> _Exercise details_
Rescale the data starting with the line with "Find the green" and going on through the line with "POLYGON ((192 159, 192": write out every one of those lines again, multiplying only the coordinates in the answer outlines by 2.2 and rounding them to whole numbers, with halves rounded up. Copy all other lines and numbers unchanged.
==== Provided material ====
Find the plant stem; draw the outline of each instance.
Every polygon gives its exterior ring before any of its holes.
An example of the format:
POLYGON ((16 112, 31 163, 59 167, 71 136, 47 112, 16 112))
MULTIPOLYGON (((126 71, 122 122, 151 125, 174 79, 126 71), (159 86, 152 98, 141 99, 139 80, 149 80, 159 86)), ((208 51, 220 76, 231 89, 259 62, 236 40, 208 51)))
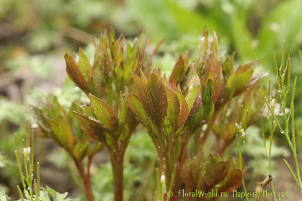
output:
POLYGON ((79 161, 75 158, 73 158, 73 160, 74 161, 74 163, 78 168, 79 173, 83 181, 86 196, 87 196, 87 200, 88 201, 94 201, 94 197, 92 194, 92 189, 91 188, 91 184, 88 180, 88 178, 85 174, 83 163, 81 161, 79 161))
POLYGON ((113 170, 114 201, 122 201, 124 185, 123 158, 116 157, 113 153, 110 154, 110 157, 113 170))

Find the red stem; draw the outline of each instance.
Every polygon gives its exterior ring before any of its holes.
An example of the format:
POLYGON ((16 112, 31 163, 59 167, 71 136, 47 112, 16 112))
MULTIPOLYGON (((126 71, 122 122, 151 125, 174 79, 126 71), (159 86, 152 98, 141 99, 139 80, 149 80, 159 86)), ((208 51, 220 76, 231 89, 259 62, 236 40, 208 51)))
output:
POLYGON ((86 193, 86 196, 87 196, 87 200, 88 201, 94 201, 94 197, 92 194, 92 190, 91 188, 91 184, 88 179, 87 175, 85 175, 85 172, 84 170, 84 166, 82 162, 80 160, 73 158, 73 160, 76 166, 78 168, 79 173, 81 175, 81 177, 83 181, 84 184, 84 187, 85 188, 85 192, 86 193))

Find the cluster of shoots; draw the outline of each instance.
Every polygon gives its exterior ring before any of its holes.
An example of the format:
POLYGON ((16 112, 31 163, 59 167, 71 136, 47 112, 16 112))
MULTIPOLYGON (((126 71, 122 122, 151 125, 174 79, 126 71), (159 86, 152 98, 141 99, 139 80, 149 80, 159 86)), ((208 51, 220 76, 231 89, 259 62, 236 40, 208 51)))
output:
MULTIPOLYGON (((208 35, 207 31, 202 33, 192 63, 188 51, 180 55, 170 77, 152 69, 152 58, 163 40, 153 48, 146 28, 133 46, 123 35, 115 40, 112 29, 108 38, 105 32, 98 43, 93 39, 93 62, 81 49, 74 57, 66 51, 68 74, 90 103, 77 102, 66 111, 54 98, 33 106, 32 110, 40 129, 73 159, 89 201, 94 199, 90 166, 84 168, 83 160, 88 157, 91 161, 102 146, 108 150, 114 200, 122 201, 124 154, 139 124, 147 130, 158 154, 158 199, 177 200, 185 161, 190 167, 186 169, 187 175, 206 169, 205 174, 198 176, 198 182, 192 183, 196 189, 228 192, 241 184, 245 171, 242 149, 235 162, 232 157, 221 161, 219 155, 235 139, 240 144, 243 132, 258 118, 267 93, 258 80, 266 74, 253 75, 257 60, 234 70, 235 53, 222 62, 219 37, 214 32, 209 41, 208 35), (216 138, 216 154, 202 156, 211 133, 216 138), (192 136, 195 156, 190 162, 187 147, 192 136), (167 196, 168 191, 173 195, 167 196)), ((190 185, 188 178, 185 183, 190 185)))

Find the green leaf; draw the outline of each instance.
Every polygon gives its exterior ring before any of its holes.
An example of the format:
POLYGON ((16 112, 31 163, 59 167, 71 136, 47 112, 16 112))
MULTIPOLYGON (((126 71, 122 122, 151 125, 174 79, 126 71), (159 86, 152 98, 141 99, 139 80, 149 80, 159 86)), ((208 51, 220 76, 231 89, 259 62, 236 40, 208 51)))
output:
POLYGON ((192 159, 192 164, 190 168, 191 173, 191 179, 196 186, 197 184, 198 177, 196 176, 200 168, 204 163, 204 156, 203 152, 199 152, 192 159))
POLYGON ((191 168, 191 164, 192 161, 189 156, 187 156, 185 163, 184 163, 184 167, 183 168, 183 179, 184 182, 186 184, 186 187, 190 188, 194 188, 194 185, 193 180, 191 178, 191 173, 190 169, 191 168))
POLYGON ((174 132, 175 132, 178 115, 180 111, 180 104, 177 95, 174 91, 167 86, 165 86, 165 89, 168 99, 167 119, 171 124, 174 132))
POLYGON ((171 83, 173 83, 174 82, 175 82, 176 84, 178 83, 180 81, 181 77, 183 76, 184 73, 185 63, 182 55, 180 55, 177 62, 173 68, 173 71, 170 75, 169 81, 171 83))
POLYGON ((205 164, 205 174, 204 174, 204 182, 209 187, 211 187, 213 185, 212 182, 212 174, 213 167, 212 165, 209 162, 207 162, 205 164))
POLYGON ((158 70, 156 68, 154 68, 154 69, 153 69, 153 71, 152 71, 152 72, 155 73, 156 74, 156 75, 158 76, 158 78, 160 79, 161 79, 162 75, 161 74, 161 73, 158 71, 158 70))
POLYGON ((154 120, 156 123, 160 124, 165 120, 168 107, 165 85, 155 73, 153 72, 149 77, 147 86, 155 109, 156 115, 154 120))
POLYGON ((73 147, 73 154, 78 159, 82 160, 89 153, 89 146, 86 140, 81 138, 73 147))
POLYGON ((220 161, 215 163, 213 166, 213 175, 212 176, 212 180, 214 185, 217 184, 222 181, 230 169, 230 161, 228 160, 225 162, 224 161, 220 161))
POLYGON ((57 123, 51 119, 47 118, 47 120, 63 147, 71 150, 74 137, 71 129, 66 120, 61 116, 59 116, 57 123))
POLYGON ((215 110, 211 97, 209 94, 209 89, 205 85, 203 86, 202 106, 203 107, 203 120, 207 121, 214 114, 215 110))
MULTIPOLYGON (((186 102, 188 104, 189 113, 193 107, 196 97, 200 92, 200 84, 197 85, 192 91, 191 91, 186 96, 186 102)), ((199 107, 199 106, 198 106, 199 107)), ((198 107, 197 107, 198 108, 198 107)), ((197 109, 197 108, 196 108, 197 109)))
POLYGON ((113 110, 101 99, 89 94, 89 98, 97 118, 112 132, 118 131, 118 118, 113 110))
POLYGON ((197 74, 196 70, 193 67, 191 67, 192 76, 189 83, 189 92, 191 92, 197 85, 200 84, 200 79, 197 74))
POLYGON ((177 118, 177 123, 176 124, 176 131, 178 131, 184 125, 186 121, 187 121, 188 115, 189 115, 189 107, 185 96, 184 96, 184 95, 180 90, 177 90, 176 95, 177 95, 177 97, 178 97, 180 105, 180 110, 179 111, 179 114, 177 118))
POLYGON ((73 111, 73 114, 81 129, 88 137, 97 140, 103 140, 102 142, 105 142, 105 131, 108 129, 105 125, 92 117, 90 117, 77 111, 73 111))
POLYGON ((129 94, 128 96, 128 104, 131 114, 135 120, 148 130, 151 130, 151 121, 143 109, 141 103, 132 94, 129 94))
POLYGON ((131 74, 142 108, 149 117, 155 119, 155 110, 148 87, 132 70, 131 74))
POLYGON ((222 65, 222 71, 223 71, 223 76, 225 82, 229 79, 229 77, 233 74, 235 57, 235 52, 233 52, 232 55, 231 55, 231 59, 227 57, 223 65, 222 65))
POLYGON ((92 77, 92 68, 89 64, 88 58, 80 47, 79 50, 79 68, 87 82, 92 77))

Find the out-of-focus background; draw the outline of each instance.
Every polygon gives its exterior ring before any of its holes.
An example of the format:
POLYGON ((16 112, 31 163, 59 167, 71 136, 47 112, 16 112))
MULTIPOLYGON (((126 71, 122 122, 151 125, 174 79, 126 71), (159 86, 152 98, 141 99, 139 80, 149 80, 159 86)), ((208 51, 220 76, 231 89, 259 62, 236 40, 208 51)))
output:
MULTIPOLYGON (((169 74, 177 54, 188 50, 193 58, 206 25, 211 35, 213 31, 221 35, 221 51, 229 55, 236 51, 236 66, 259 59, 256 71, 271 72, 268 77, 273 83, 273 54, 279 63, 285 40, 285 54, 291 49, 292 76, 298 76, 295 115, 297 123, 302 122, 302 99, 299 95, 302 92, 299 78, 302 67, 298 54, 302 47, 301 11, 300 0, 1 0, 0 191, 5 190, 12 197, 18 196, 15 186, 20 180, 15 162, 13 134, 24 135, 25 120, 32 117, 28 105, 33 97, 51 92, 62 105, 69 106, 79 90, 66 79, 64 48, 72 52, 82 47, 92 59, 90 35, 98 37, 111 26, 116 36, 123 33, 130 41, 145 25, 154 44, 165 38, 153 64, 169 74)), ((268 85, 267 81, 263 84, 268 85)), ((255 158, 263 158, 259 169, 266 174, 267 163, 260 130, 257 127, 251 129, 250 142, 245 149, 247 160, 250 157, 254 169, 259 165, 255 158)), ((145 178, 145 166, 156 156, 148 137, 141 133, 133 135, 129 145, 127 161, 131 162, 126 162, 125 166, 126 196, 131 197, 135 192, 132 189, 145 178)), ((289 155, 283 140, 278 134, 274 139, 278 146, 273 147, 275 163, 289 155)), ((63 151, 47 140, 37 141, 35 154, 41 163, 43 183, 60 192, 68 191, 72 197, 81 197, 68 170, 72 167, 63 151)), ((97 200, 112 199, 108 160, 105 152, 94 161, 93 184, 99 193, 97 200)), ((276 177, 287 171, 285 165, 280 166, 274 169, 276 177)), ((290 174, 286 175, 284 176, 290 177, 290 174)), ((284 191, 285 186, 294 188, 290 179, 284 181, 279 186, 276 184, 279 191, 284 191)), ((254 181, 250 185, 248 183, 248 187, 254 186, 254 181)), ((150 190, 137 196, 151 200, 153 193, 150 190)))

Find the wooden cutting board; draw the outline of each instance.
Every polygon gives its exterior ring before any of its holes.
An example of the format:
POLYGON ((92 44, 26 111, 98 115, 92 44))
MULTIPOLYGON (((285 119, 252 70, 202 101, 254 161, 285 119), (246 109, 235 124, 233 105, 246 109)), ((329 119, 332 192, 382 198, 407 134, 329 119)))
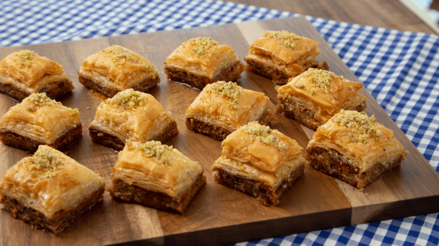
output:
MULTIPOLYGON (((327 176, 307 165, 305 173, 284 196, 277 206, 266 207, 255 198, 214 182, 211 167, 221 154, 220 142, 195 133, 185 127, 185 112, 200 93, 169 81, 163 73, 165 59, 182 43, 198 36, 210 37, 231 46, 241 61, 250 44, 267 30, 287 30, 318 40, 322 53, 336 75, 358 81, 340 57, 304 18, 287 18, 219 26, 161 31, 151 33, 106 37, 62 43, 0 48, 0 58, 25 48, 34 50, 62 64, 75 89, 58 100, 68 107, 79 108, 83 137, 67 154, 105 180, 111 182, 111 168, 117 153, 92 142, 88 126, 102 100, 78 82, 77 72, 89 55, 113 44, 122 45, 151 61, 161 82, 149 93, 175 117, 180 133, 166 143, 205 170, 207 184, 184 215, 112 200, 106 192, 102 202, 83 214, 56 237, 13 219, 0 211, 0 245, 107 245, 124 243, 157 245, 223 245, 293 233, 328 229, 366 222, 439 212, 439 175, 414 146, 365 89, 366 112, 395 132, 410 152, 400 167, 366 188, 363 192, 327 176), (87 107, 90 107, 87 109, 87 107)), ((268 108, 277 103, 275 85, 268 79, 247 71, 239 84, 263 92, 270 98, 268 108)), ((17 102, 0 94, 0 115, 17 102)), ((277 129, 295 139, 304 148, 313 132, 295 121, 277 115, 272 123, 277 129)), ((24 151, 0 144, 0 175, 23 157, 24 151)))

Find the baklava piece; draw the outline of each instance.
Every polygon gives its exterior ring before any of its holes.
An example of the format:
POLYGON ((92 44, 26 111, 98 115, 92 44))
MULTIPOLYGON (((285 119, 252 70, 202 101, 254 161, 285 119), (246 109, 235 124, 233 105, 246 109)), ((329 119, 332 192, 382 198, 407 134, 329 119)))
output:
POLYGON ((408 152, 393 132, 366 113, 342 110, 319 127, 306 147, 306 162, 360 191, 401 165, 408 152))
POLYGON ((146 92, 160 82, 157 69, 148 59, 118 45, 87 57, 78 74, 84 86, 108 97, 130 88, 146 92))
POLYGON ((267 31, 250 46, 245 70, 284 85, 310 68, 329 70, 326 61, 315 59, 321 53, 316 41, 287 31, 267 31))
POLYGON ((73 89, 62 66, 33 50, 14 52, 0 61, 0 93, 20 101, 33 93, 55 99, 73 89))
POLYGON ((239 81, 243 70, 244 65, 230 46, 210 38, 184 43, 165 63, 168 78, 200 89, 217 81, 239 81))
POLYGON ((113 199, 181 214, 206 184, 201 166, 158 141, 129 141, 112 170, 113 199))
POLYGON ((13 218, 54 235, 102 200, 104 185, 99 174, 40 145, 5 173, 0 203, 13 218))
POLYGON ((277 205, 305 170, 303 148, 295 140, 256 122, 238 128, 221 145, 212 166, 215 182, 265 206, 277 205))
POLYGON ((362 88, 332 72, 309 68, 277 89, 274 111, 316 130, 342 109, 365 110, 367 98, 357 93, 362 88))
POLYGON ((203 89, 186 110, 186 127, 218 141, 248 122, 277 121, 266 109, 268 97, 236 83, 219 81, 203 89))
POLYGON ((92 141, 118 151, 128 140, 164 143, 178 133, 170 112, 154 96, 133 89, 101 103, 89 130, 92 141))
POLYGON ((77 108, 36 93, 11 107, 0 121, 0 140, 15 148, 34 152, 42 144, 57 150, 68 147, 82 137, 77 108))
====
> _Expected output_
Find the green leaf; draw the outline of each instance.
Every polygon gives its exterior ring before any of its holes.
An example of the format:
POLYGON ((16 112, 31 163, 59 167, 71 136, 47 112, 16 112))
MULTIPOLYGON (((126 71, 122 122, 151 125, 174 79, 126 71), (159 86, 152 98, 141 99, 139 80, 149 80, 159 86)), ((208 51, 220 76, 231 89, 259 62, 236 40, 208 51)))
output:
POLYGON ((422 350, 422 361, 418 370, 420 381, 420 394, 431 409, 433 405, 436 389, 431 387, 440 370, 449 359, 449 343, 447 334, 438 334, 422 350))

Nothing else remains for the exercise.